■ Assignment
Copy the data that follows, exactly and completely.

■ Information given
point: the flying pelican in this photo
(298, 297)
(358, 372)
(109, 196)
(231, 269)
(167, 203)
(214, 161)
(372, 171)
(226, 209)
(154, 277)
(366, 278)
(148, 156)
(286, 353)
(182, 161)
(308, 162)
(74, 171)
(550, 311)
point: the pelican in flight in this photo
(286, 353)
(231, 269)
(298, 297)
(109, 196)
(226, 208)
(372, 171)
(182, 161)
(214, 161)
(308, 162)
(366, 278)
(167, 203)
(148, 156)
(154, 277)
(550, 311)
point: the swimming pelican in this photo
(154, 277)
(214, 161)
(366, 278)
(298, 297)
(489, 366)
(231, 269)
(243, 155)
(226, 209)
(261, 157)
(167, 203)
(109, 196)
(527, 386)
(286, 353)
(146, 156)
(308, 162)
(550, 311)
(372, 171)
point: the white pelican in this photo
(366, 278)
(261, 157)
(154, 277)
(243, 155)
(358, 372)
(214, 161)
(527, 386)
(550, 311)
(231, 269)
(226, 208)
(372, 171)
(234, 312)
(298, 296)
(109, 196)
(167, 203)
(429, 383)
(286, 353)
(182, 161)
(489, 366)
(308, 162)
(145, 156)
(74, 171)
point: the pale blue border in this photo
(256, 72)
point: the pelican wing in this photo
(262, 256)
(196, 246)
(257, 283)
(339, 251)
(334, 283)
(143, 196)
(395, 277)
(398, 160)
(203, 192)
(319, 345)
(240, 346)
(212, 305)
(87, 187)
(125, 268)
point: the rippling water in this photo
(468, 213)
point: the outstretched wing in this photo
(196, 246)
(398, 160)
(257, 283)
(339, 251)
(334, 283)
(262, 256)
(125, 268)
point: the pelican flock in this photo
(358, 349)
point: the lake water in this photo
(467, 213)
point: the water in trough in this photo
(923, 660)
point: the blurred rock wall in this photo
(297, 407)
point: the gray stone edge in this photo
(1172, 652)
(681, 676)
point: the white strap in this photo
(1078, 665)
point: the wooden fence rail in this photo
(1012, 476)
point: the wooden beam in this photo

■ Answer box
point: the flying pelican in this photo
(298, 297)
(358, 372)
(109, 196)
(231, 269)
(167, 203)
(214, 161)
(372, 171)
(226, 209)
(154, 277)
(366, 278)
(148, 156)
(286, 353)
(182, 161)
(308, 162)
(74, 171)
(550, 311)
point: the pelican in flight in this photo
(286, 353)
(231, 269)
(298, 297)
(109, 196)
(226, 208)
(372, 171)
(182, 161)
(214, 161)
(308, 162)
(366, 278)
(167, 203)
(148, 156)
(154, 277)
(550, 311)
point: the swimming pelican in this photo
(154, 277)
(214, 161)
(366, 278)
(298, 297)
(489, 366)
(231, 269)
(243, 155)
(226, 209)
(261, 157)
(167, 203)
(109, 196)
(527, 386)
(286, 353)
(146, 156)
(308, 162)
(550, 311)
(372, 171)
point: the white pelican in this photo
(366, 278)
(261, 157)
(154, 277)
(243, 155)
(358, 372)
(214, 161)
(527, 386)
(550, 311)
(231, 269)
(226, 208)
(372, 171)
(234, 312)
(298, 296)
(109, 196)
(167, 203)
(429, 383)
(286, 353)
(182, 161)
(489, 366)
(308, 162)
(145, 156)
(74, 171)
point: the pale blue border in this photo
(256, 72)
point: the pelican wing in this photo
(262, 256)
(196, 246)
(257, 283)
(339, 251)
(334, 283)
(143, 196)
(395, 277)
(398, 160)
(203, 192)
(319, 345)
(240, 346)
(212, 305)
(87, 187)
(125, 268)
point: the rippling water in this photo
(468, 213)
point: the outstretched wing in this photo
(196, 246)
(398, 160)
(257, 283)
(339, 251)
(334, 283)
(262, 256)
(125, 268)
point: the pelican flock in this photo
(358, 349)
point: the lake water in this photo
(467, 213)
point: the water in trough in this photo
(923, 660)
point: the blurred rock wall in this photo
(297, 407)
point: the gray stone edge in this photo
(1172, 652)
(681, 676)
point: the white strap in this photo
(1078, 665)
point: the wooden fence rail in this photo
(1012, 476)
point: the wooden beam in this photo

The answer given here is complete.